• Passage provided:
● ● ● ● ●
A Local Search for a Graph Correlation Clustering

                           Victor Il’ev1,2 and Anna Navrotskaya1,2
                               1
                                Sobolev Institute of Mathematics,
                       4 Acad. Koptyug Ave., 630090 Novosibirsk, Russia,
                                   2
                                     Omsk State University,
                             55a Mira Ave., 644077 Omsk, Russia
                               iljev@mail.ru, nawrocki@ya.ru


       Abstract. In the clustering problems one has to partition a given set of objects
       into some subsets (called clusters) taking into consideration only similarity of
       the objects. We consider a version of the clustering problem when the number
       of clusters does not exceed a positive integer k and the goal is to minimize
       the number of edges between clusters and the number of missing edges within
       clusters. This problem is NP-hard for any k ≥ 2. We propose a polynomial time
       k-approximation algorithm for this problem.

       Keywords: Graph clustering, local search, approximation algorithm.


1    Introduction
We consider only the simple graphs, i.e., the graphs without loops and multiple edges.
● ● ● ● ●
Rows from a dataset
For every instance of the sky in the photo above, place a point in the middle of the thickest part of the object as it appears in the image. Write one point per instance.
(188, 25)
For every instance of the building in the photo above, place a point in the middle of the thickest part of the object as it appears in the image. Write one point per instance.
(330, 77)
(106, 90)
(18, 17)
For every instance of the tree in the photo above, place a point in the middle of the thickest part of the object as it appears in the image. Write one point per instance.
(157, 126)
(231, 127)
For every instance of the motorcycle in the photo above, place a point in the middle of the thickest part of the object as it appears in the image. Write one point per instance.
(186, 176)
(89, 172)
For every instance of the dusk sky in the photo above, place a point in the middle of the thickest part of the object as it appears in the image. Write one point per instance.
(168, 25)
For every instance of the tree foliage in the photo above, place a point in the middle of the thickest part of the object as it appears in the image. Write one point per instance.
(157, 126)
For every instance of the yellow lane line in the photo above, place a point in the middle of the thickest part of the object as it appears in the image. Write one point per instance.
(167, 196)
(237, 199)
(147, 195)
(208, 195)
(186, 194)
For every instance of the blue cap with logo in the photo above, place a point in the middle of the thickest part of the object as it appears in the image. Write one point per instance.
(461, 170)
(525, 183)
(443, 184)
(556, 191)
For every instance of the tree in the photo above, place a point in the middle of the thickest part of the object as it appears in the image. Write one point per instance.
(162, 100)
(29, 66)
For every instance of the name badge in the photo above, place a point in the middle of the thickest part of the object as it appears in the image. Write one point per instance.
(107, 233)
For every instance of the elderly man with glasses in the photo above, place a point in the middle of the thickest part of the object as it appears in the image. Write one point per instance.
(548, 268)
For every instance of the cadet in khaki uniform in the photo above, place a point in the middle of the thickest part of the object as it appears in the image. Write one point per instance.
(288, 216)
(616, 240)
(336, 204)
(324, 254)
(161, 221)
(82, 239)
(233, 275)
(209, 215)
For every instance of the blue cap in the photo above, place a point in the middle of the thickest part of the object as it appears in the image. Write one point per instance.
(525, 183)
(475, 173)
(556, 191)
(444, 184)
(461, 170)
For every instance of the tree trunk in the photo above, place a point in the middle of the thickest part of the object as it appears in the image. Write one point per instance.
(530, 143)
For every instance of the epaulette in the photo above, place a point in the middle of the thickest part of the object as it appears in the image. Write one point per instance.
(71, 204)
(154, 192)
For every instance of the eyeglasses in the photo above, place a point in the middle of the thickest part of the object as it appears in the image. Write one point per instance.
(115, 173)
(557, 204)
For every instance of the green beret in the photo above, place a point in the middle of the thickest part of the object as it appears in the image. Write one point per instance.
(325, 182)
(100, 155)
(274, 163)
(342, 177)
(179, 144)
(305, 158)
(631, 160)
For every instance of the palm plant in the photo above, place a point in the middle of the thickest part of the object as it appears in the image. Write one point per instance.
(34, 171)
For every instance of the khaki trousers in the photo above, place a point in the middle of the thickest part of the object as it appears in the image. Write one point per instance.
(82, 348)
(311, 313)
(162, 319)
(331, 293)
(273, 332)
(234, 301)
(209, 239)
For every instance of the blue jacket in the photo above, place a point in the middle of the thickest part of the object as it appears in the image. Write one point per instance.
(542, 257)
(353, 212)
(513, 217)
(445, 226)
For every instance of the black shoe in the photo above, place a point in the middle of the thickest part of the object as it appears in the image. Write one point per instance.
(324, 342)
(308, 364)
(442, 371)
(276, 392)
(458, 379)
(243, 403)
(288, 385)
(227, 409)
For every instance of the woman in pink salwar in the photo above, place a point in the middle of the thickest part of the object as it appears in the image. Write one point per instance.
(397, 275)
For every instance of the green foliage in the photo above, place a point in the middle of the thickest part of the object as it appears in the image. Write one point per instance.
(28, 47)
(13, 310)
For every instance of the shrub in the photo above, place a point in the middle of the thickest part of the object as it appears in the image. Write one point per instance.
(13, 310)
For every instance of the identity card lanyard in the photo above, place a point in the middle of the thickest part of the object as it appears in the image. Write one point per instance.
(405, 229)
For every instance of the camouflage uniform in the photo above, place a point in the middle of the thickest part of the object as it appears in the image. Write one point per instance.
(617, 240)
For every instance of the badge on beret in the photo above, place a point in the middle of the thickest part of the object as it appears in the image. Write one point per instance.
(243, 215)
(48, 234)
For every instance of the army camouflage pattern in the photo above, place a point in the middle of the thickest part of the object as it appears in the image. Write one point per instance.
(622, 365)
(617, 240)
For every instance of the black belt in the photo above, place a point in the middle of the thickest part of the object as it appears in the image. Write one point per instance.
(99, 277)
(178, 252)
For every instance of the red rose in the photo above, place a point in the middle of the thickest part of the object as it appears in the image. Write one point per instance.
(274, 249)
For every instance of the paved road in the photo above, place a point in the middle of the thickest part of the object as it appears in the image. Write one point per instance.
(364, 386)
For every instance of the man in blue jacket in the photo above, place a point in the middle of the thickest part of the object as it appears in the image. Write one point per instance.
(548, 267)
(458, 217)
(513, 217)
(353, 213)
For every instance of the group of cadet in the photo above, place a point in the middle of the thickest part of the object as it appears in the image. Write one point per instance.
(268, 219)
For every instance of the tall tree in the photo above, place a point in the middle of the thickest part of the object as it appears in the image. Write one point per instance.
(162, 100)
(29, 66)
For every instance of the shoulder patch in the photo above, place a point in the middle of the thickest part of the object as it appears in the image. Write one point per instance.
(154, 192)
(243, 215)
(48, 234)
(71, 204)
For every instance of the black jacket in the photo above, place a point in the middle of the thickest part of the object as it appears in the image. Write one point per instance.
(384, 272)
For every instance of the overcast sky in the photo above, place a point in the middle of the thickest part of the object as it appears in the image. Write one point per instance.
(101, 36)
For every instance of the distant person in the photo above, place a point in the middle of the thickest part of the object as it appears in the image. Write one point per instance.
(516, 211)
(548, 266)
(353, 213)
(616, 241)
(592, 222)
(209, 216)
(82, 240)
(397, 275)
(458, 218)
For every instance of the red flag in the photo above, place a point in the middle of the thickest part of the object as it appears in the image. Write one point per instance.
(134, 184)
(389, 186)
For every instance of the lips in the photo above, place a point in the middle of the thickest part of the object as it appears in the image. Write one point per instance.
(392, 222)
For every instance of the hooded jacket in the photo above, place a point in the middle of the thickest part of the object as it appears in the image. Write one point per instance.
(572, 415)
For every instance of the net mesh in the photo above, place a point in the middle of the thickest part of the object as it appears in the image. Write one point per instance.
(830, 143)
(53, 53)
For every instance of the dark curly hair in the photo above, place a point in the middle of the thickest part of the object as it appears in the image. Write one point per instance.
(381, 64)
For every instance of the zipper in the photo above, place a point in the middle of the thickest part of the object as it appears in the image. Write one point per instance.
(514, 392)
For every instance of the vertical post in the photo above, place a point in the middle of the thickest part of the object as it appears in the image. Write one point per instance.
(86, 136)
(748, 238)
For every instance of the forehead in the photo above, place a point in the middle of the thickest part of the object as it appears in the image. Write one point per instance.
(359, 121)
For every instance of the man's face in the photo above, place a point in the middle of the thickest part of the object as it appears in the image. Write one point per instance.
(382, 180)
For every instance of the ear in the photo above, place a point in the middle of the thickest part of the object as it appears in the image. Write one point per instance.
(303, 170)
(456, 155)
● ● ● ● ●
• Given exercise 1: Count the lines of the entries that contain the string "jacket", treating case as significant, and give only the number.
• Given exercise 2: Write the next part of the paper on local search for graph correlation clustering, picking up after its final sentence.

• Exercise output 1: 4

• Exercise output 2:
A graph is called cluster graph [11] if each of its connected components is a complete
graph. Let V be a finite set. Denote by M(V ) the set of all cluster graphs on the vertex
set V ; by Mk (V ), the set of all cluster graphs on V consisting of exactly k nonempty
connected components, and by M1,k (V ), the set of all cluster graphs on V consisting
of at most k connected components, 2 ≤ k ≤ |V |.
    If G1 = (V, E1 ) and G2 = (V, E2 ) are graphs on the same vertex set V , then the
distance d(G1 , G2 ) between them is defined as follows:

                               d(G1 , G2 ) = |E1 \ E2 | + |E2 \ E1 |,

i.e., d(G1 , G2 ) is the number of noncoinciding edges in G1 and G2 .
    In the clustering problems one has to partition a given set of objects (a data set) into
some subsets (called clusters) taking into consideration only similarity of the objects.
    Bansal, Blum and Chawla [3] proposed the following version of the clustering prob-
lem:
    CORRELATION CLUSTERING (CC). Given a complete graph G = (V, E) with
edges labelled +1 (similar) or −1 (diﬀerent), find an optimal clustering, i.e., a partition
of the vertex set of G into clusters minimizing disagreements (the number of −1 edges
inside the clusters plus the number of +1 edges between clusters).

Copyright ⃝
          c by the paper’s authors. Copying permitted for private and academic purposes.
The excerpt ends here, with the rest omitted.